**INSTRUCTIONS FOR THE TASK:** Write the next part of the page extract on layered detection in Sentinel, picking up from where it stops.

[Start PAGE EXTRACT]

There is no reason not to have it running against a lot of incidents that natively contain IP addresses in the Entities list. You may of course start bit* about TI having native analytic rules already in Sentinel, or the fact that you can look at those IPs already in the GUI. But, do you have all of the scenarios covered with the TI Analytic Rules? How long does it take you to look at the IP addresses in the GUI when you have 50 of them listed in one incident?

You are at Layer 1 and not yet stable if:

  • Rules have been live for three or more months with no false positive review
  • Analysts are looking up TI and entity context manually during triage
  • You do not know which of your active rules actually fired in the last 30 days

Layer 2: Intermediate Detection

The shift here is conceptual. A failed login from a standard user who mistyped their password is not the same event as a failed login from your Exchange admin at 2am from a country they have never logged in from before. A static rule treats them identically. That is the problem you are solving at this layer.

Intermediate detection binds your alerts to context. Who is the entity. What are they normally allowed to do. Does any of this match known threat intelligence. What else happened before or after.

Entity-enriched rules join against IdentityInfo inside the query itself where possible.

let HistoricalBaseline = SigninLogs
    | where TimeGenerated between (ago(90d) .. ago(1d))
    | where ResultType == 0
    | extend Country = tostring(parse_json(LocationDetails).countryOrRegion)
    | where isnotempty(Country)
    | summarize
        KnownCountries = make_set(Country),
        KnownIPs       = make_set(IPAddress, 50)
        by UserPrincipalName;
let PrivilegedUsers = IdentityInfo
    | where TimeGenerated > ago(30d)
    | summarize arg_max(TimeGenerated, *) by AccountUPN
    | where AssignedRoles has_any ("GlobalAdmin", "SecurityAdmin", "PrivilegedRoleAdmin",
                                   "ExchangeAdmin", "SharePointAdmin", "UserAdmin",
                                   "AuthenticationAdmin", "ConditionalAccessAdmin")

[End PAGE EXTRACT]
[Start RECORDED DATA]

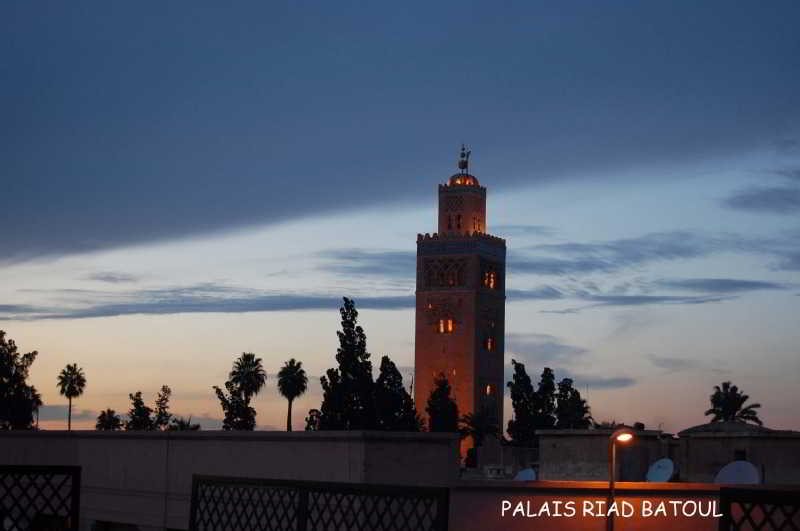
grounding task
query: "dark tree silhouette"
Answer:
[425,373,458,432]
[706,382,764,426]
[459,407,500,447]
[214,380,256,431]
[556,378,592,430]
[278,358,308,431]
[56,363,86,431]
[212,352,267,431]
[319,297,376,430]
[507,359,536,447]
[533,367,556,430]
[306,409,322,431]
[0,330,42,430]
[592,419,625,430]
[167,416,200,431]
[94,408,122,431]
[508,360,592,447]
[153,385,172,431]
[228,352,267,403]
[375,356,422,431]
[0,330,42,430]
[125,391,155,431]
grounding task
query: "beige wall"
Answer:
[0,431,458,530]
[537,430,669,481]
[678,433,800,485]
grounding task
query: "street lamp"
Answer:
[607,428,633,530]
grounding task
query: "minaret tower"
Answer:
[414,146,506,442]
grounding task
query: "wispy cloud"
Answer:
[506,333,588,364]
[647,354,728,374]
[490,225,557,238]
[722,186,800,214]
[653,278,791,293]
[86,271,139,284]
[509,231,733,275]
[317,249,417,282]
[0,283,414,320]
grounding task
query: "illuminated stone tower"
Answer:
[414,146,506,438]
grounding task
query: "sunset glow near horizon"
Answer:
[0,2,800,432]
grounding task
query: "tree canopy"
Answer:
[314,297,420,431]
[425,373,458,432]
[212,352,267,431]
[508,360,592,446]
[95,408,122,431]
[125,391,155,431]
[705,382,764,426]
[278,358,308,431]
[57,363,86,430]
[0,330,42,430]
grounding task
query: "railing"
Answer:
[0,465,81,531]
[719,487,800,531]
[189,475,449,531]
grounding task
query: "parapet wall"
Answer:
[0,431,458,531]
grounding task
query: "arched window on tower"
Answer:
[436,319,455,334]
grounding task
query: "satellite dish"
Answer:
[714,461,761,485]
[646,457,675,483]
[514,468,536,481]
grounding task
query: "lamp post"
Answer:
[606,428,633,531]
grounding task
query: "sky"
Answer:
[0,0,800,431]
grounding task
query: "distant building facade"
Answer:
[414,147,506,438]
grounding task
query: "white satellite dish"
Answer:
[714,461,761,485]
[646,457,675,483]
[514,468,536,481]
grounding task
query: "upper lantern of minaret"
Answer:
[439,144,486,234]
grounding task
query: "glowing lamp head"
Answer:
[611,428,633,444]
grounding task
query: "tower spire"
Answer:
[458,144,472,175]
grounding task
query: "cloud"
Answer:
[317,249,417,282]
[86,271,139,284]
[504,357,636,391]
[647,354,730,374]
[775,168,800,181]
[5,283,414,320]
[509,231,741,276]
[653,278,790,293]
[506,286,564,302]
[647,355,702,372]
[540,294,735,314]
[722,186,800,214]
[556,369,636,390]
[39,404,99,424]
[506,333,588,364]
[490,225,557,238]
[6,2,800,259]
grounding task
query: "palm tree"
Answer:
[706,382,764,426]
[278,358,308,431]
[57,363,86,431]
[95,408,122,431]
[229,352,267,402]
[459,407,500,447]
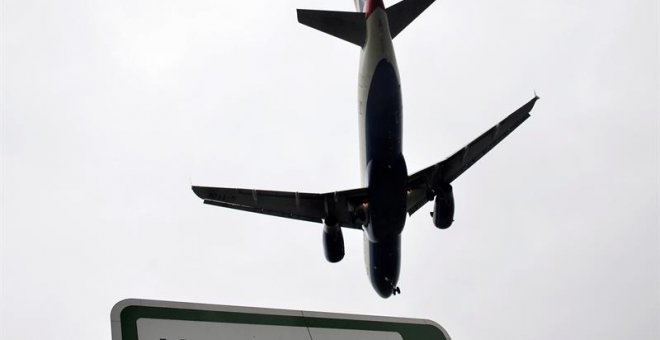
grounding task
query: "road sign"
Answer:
[110,299,450,340]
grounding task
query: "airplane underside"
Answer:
[193,0,538,298]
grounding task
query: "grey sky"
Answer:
[0,0,660,339]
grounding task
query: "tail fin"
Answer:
[386,0,435,39]
[298,9,366,47]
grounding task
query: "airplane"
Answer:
[192,0,539,298]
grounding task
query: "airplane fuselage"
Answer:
[358,1,408,297]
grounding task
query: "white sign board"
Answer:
[110,299,450,340]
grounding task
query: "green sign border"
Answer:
[120,305,449,340]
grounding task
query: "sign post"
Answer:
[110,299,450,340]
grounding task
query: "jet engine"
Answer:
[323,218,344,263]
[431,184,454,229]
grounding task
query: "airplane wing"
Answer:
[192,186,367,229]
[408,96,539,215]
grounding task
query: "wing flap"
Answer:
[192,186,367,229]
[408,96,539,215]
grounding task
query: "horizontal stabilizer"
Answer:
[298,9,366,47]
[386,0,435,39]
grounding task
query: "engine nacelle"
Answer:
[323,218,344,263]
[431,184,454,229]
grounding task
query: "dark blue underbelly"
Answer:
[366,59,408,241]
[366,59,402,162]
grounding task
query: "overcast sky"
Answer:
[0,0,660,340]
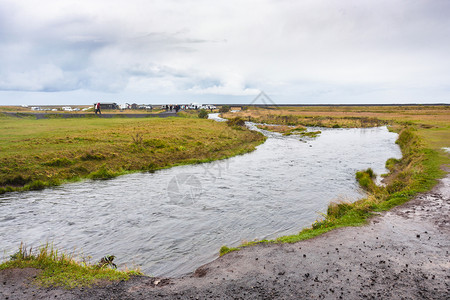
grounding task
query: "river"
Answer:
[0,116,401,276]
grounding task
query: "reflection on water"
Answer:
[0,122,401,276]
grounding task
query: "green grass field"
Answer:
[0,114,264,193]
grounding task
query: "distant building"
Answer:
[94,102,119,110]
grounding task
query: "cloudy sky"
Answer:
[0,0,450,105]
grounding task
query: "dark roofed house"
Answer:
[94,102,119,110]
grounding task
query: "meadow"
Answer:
[0,113,265,193]
[0,106,450,288]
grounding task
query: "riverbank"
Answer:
[0,170,450,300]
[0,114,265,194]
[1,106,448,298]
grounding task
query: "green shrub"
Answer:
[219,246,239,256]
[43,157,73,167]
[219,105,231,113]
[227,117,245,127]
[1,174,31,186]
[143,139,167,149]
[24,180,47,191]
[80,152,106,161]
[198,108,208,119]
[386,158,400,171]
[89,165,118,180]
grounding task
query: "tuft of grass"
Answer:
[0,244,142,289]
[355,168,377,191]
[198,108,208,119]
[219,246,239,256]
[226,117,245,129]
[43,157,74,167]
[219,105,231,113]
[89,165,120,180]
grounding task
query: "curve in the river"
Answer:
[0,116,401,276]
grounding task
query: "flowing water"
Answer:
[0,116,401,276]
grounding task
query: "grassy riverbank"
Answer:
[0,244,142,288]
[0,114,264,193]
[220,107,450,255]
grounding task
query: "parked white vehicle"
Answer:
[188,102,202,109]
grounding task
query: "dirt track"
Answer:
[0,175,450,299]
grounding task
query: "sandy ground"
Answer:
[0,175,450,299]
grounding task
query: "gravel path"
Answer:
[0,175,450,299]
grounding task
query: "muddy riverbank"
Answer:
[0,175,450,299]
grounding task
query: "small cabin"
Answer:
[94,102,119,110]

[End RECORDED DATA]

**WRITTEN RESPONSE:**
    | project
        AccountUPN,
        AssignedRoles   = tostring(AssignedRoles),
        Department,
        IsMFARegistered,
        EntityRiskScore = tostring(EntityRiskScore);
let TI_NetworkIOCs = ThreatIntelIndicators
    | where TimeGenerated > ago(7d)
    | where ObservableKey == "network-traffic:src_ref.value"
    | where IsActive == true
    | where Revoked == false
    | where ValidUntil > now()
    | summarize
        TI_Description = any(tostring(parse_json(Data).description)),
        TI_ThreatType  = any(tostring(parse_json(Data).indicator_types[0])),
        TI_Confidence  = max(Confidence),
        TI_Tags        = any(Tags)
        by TI_IP = ObservableValue;
let RiskyFailureCodes = dynamic([50053, 50055, 50126, 50057, 50144, 50056]);
SigninLogs
| where TimeGenerated > ago(1d)
| where ResultType in (RiskyFailureCodes)
| extend
    Country = tostring(parse_json(LocationDetails).countryOrRegion),
    City    = tostring(parse_json(LocationDetails).city)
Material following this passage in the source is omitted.